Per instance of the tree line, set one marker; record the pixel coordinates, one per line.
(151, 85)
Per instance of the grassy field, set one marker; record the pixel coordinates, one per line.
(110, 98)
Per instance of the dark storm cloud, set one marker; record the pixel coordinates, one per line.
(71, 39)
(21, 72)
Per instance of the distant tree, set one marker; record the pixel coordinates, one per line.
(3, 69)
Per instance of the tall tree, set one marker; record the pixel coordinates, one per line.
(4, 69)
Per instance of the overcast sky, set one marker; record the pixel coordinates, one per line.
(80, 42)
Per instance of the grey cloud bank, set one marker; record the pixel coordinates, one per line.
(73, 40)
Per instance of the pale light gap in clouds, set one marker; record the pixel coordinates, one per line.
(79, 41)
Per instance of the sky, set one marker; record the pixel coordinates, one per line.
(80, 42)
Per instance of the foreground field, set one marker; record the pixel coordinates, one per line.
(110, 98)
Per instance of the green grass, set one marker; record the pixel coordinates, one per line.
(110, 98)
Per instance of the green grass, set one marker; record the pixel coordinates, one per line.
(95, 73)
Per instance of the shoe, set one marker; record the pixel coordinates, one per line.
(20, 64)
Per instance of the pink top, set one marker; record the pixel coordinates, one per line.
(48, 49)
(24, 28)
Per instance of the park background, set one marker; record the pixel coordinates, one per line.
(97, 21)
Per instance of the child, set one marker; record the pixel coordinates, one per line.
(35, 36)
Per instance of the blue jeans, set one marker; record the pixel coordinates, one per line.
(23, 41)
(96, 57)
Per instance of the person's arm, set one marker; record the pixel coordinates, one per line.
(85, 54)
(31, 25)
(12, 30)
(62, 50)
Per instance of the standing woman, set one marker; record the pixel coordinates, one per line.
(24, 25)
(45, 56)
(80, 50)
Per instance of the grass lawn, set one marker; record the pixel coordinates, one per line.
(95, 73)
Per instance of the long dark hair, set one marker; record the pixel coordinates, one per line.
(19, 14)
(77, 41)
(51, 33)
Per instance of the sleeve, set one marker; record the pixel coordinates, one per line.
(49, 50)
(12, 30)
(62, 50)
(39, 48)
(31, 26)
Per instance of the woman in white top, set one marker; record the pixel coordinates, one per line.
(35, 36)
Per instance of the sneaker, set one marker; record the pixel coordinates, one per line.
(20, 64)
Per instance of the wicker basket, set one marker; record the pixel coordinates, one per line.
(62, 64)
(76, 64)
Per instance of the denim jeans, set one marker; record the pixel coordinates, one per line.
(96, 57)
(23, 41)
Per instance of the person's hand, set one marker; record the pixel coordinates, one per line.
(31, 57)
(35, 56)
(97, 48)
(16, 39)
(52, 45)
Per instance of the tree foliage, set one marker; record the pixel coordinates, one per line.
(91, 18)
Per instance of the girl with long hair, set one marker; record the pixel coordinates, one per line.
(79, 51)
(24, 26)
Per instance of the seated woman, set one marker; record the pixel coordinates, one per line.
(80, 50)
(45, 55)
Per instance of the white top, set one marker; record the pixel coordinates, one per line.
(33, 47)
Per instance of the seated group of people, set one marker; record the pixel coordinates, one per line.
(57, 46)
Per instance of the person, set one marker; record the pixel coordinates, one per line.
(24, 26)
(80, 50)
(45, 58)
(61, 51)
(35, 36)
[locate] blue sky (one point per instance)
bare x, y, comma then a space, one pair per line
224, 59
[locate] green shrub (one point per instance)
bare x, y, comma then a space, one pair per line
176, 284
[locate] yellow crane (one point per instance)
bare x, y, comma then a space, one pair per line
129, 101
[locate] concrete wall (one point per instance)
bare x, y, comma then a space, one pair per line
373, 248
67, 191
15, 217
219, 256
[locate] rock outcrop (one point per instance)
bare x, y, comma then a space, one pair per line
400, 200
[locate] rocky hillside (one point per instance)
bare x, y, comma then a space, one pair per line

━━━━━━━━━━

Copy the material above, line for line.

| Complete answer |
Per instance of the tree line, set one marker; record the pixel coordinates, one per line.
(151, 85)
Per instance of the grassy field, set one marker; record the pixel coordinates, one per line.
(110, 98)
Per instance of the dark storm cloud, set one marker; record the pixel coordinates, one per line.
(71, 39)
(21, 72)
Per instance of the distant tree, set one marker; record the pixel coordinates, one per line.
(3, 69)
Per instance of the tall tree, set one marker; record the pixel coordinates, one per line.
(4, 69)
Per instance of the overcast sky, set one marker; record the pixel coordinates, one per line.
(80, 42)
Per instance of the grey cloud bank, set one marker; record the pixel coordinates, one per line.
(73, 40)
Per instance of the pale light gap in clouds, set one marker; record the pixel coordinates, one per line.
(79, 41)
Per instance of the sky, set one marker; record the pixel coordinates, one per line.
(80, 42)
Per instance of the foreground field, set one marker; record the pixel coordinates, one per line.
(110, 98)
Per instance of the green grass, set one marker; record the pixel coordinates, one per line.
(110, 98)
Per instance of the green grass, set one marker; record the pixel coordinates, one per line.
(95, 73)
Per instance of the shoe, set one marker; record the pixel coordinates, one per line.
(20, 64)
Per instance of the pink top, set one marker; record the pixel coordinates, one per line.
(48, 49)
(24, 28)
Per instance of the park background, set one marker; record the pixel coordinates, one per line.
(97, 21)
Per instance of the child, set one marker; record the pixel coordinates, one per line.
(35, 36)
Per instance of the blue jeans, set one marker; record the pixel coordinates, one per line.
(23, 41)
(96, 57)
Per instance of the person's arm, set one marker; record the pixel coordinates, one per line.
(85, 54)
(31, 25)
(12, 30)
(62, 50)
Per instance of the standing woman, set one marker; record the pixel coordinates, one per line.
(24, 25)
(45, 56)
(80, 50)
Per instance of the grass lawn, set one marker; record the pixel coordinates, one per line.
(95, 73)
Per instance of the long dark hair, set one marker; record the pixel coordinates, one per line.
(19, 14)
(77, 41)
(51, 33)
Per instance of the sleeve, set one marker; record the pixel coordinates, one per line.
(49, 50)
(12, 30)
(62, 50)
(39, 48)
(31, 26)
Per instance of the woman in white top, set one marker; record the pixel coordinates, one per line.
(35, 36)
Per instance of the sneaker, set one marker; record the pixel coordinates, one per line.
(20, 64)
Per instance of the wicker basket, set one marker; record the pixel coordinates, one per line.
(62, 64)
(76, 64)
Per instance of the denim jeans, set one marker; record the pixel coordinates, one per line.
(96, 57)
(23, 41)
Per instance of the person's hand, set one marker; record the pixel coordinates, one per line.
(31, 57)
(35, 56)
(97, 48)
(16, 39)
(52, 45)
Per instance of the tree foliage, set one marker; record the pixel coordinates, one per line.
(91, 18)
Per instance of the girl with long hair, set one marker; record the pixel coordinates, one per line.
(79, 51)
(24, 26)
Per instance of the seated woman, set one marker; record the pixel coordinates, one per line.
(80, 50)
(45, 55)
Per instance of the white top, set one marker; record the pixel coordinates, one per line.
(33, 47)
Per instance of the seated group of people, set one marker; record the pixel coordinates, one per line.
(57, 46)
Per instance of the person, set one marker; record the pixel coordinates, one per line.
(24, 26)
(80, 50)
(45, 58)
(61, 51)
(35, 36)
[locate] blue sky (one point per instance)
bare x, y, comma then a space, one pair per line
224, 59
[locate] green shrub (one point per instance)
bare x, y, comma then a space, one pair per line
176, 284
[locate] yellow crane (one point per instance)
bare x, y, comma then a space, one pair per line
129, 101
[locate] concrete wall (one point per instance)
bare x, y, comma then a space, one pair per line
373, 248
67, 191
15, 217
219, 256
[locate] rock outcrop (one point per instance)
bare x, y, comma then a space, one pair per line
400, 200
[locate] rocky hillside (one point per instance)
bare x, y, comma then a space, one pair per line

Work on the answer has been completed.